TASK DETAILS —
Return each line of the data below exactly, omitting any pictures.

Referring expression data —
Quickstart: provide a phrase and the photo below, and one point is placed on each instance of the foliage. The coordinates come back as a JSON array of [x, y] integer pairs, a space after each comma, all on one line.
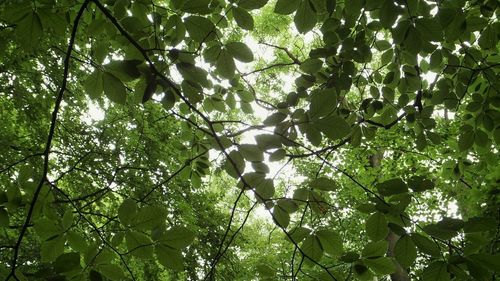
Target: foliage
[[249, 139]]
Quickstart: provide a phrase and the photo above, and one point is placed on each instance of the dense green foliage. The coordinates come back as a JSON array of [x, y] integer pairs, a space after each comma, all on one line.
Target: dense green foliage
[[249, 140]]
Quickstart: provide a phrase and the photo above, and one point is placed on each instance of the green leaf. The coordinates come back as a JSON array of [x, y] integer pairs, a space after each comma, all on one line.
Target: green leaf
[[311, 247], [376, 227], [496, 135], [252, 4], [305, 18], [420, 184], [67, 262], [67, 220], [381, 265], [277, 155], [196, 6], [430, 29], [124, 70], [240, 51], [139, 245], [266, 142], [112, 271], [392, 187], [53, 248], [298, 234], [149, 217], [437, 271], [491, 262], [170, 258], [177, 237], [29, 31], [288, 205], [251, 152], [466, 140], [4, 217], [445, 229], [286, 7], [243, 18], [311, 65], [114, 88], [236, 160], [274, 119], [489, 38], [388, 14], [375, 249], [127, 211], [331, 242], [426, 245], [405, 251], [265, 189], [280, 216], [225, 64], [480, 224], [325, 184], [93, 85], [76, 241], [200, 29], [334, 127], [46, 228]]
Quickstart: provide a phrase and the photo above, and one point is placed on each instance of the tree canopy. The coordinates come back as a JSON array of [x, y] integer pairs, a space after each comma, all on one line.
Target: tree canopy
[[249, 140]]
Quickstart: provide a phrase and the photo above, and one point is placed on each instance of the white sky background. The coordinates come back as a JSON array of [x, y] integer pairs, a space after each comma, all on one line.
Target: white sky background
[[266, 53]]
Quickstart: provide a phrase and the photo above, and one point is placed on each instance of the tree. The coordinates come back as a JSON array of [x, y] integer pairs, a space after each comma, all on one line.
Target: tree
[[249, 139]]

YOUR SOLUTION —
Quickstart: provide a phrase and the photo below, and one point is placed on each instance of the foliage. The coordinates come back as a JSON array of [x, y] integer pairs, a space after each comma, all on one line.
Target: foliage
[[249, 139]]
Quickstart: provide a phrase and the photo above, and one point is placed on each instance of the dense green foliage. The coordinates come back as a JSON array of [x, y] integer pairs, a space after each comma, all on one line.
Target: dense green foliage
[[249, 140]]
Quickstart: provide a phrase and the photo above, and one point is placed on each instance of the green leaf. The coordinates come back as a JSON array of [x, y] integer pairs, a space after each comma, all on one line.
Target: green leaf
[[311, 247], [376, 227], [496, 135], [252, 4], [305, 18], [420, 184], [67, 262], [67, 220], [381, 265], [277, 155], [196, 6], [430, 29], [124, 70], [240, 51], [139, 245], [266, 142], [112, 271], [392, 187], [53, 248], [298, 234], [149, 217], [437, 271], [491, 262], [170, 258], [177, 237], [29, 31], [288, 205], [251, 152], [466, 140], [4, 217], [445, 229], [286, 7], [243, 18], [311, 65], [114, 88], [236, 160], [274, 119], [489, 38], [388, 14], [375, 249], [127, 211], [331, 242], [426, 245], [405, 251], [265, 189], [280, 216], [225, 64], [480, 224], [325, 184], [93, 85], [76, 241], [200, 29], [334, 127], [46, 228]]
Quickstart: provide a phrase and the photo above, and one point is placed on each instance of the tree canopy. The coordinates come back as a JSON array of [x, y] integer pairs, a space after each comma, all on one line.
Target: tree canopy
[[249, 140]]
Quickstart: provide a phrase and the photo above, and one point is placed on each instance of the white sky background. The coordinates come back as a JSON array of [x, y] integer pairs, a space after each comma, all on one line.
Target: white sky background
[[266, 53]]
Quickstart: provide a phrase and the photo above, and one point is placed on each instance of the tree. The coordinates come back as a JSON array of [x, y] integer pairs, a space after each comma, all on one line.
Target: tree
[[249, 139]]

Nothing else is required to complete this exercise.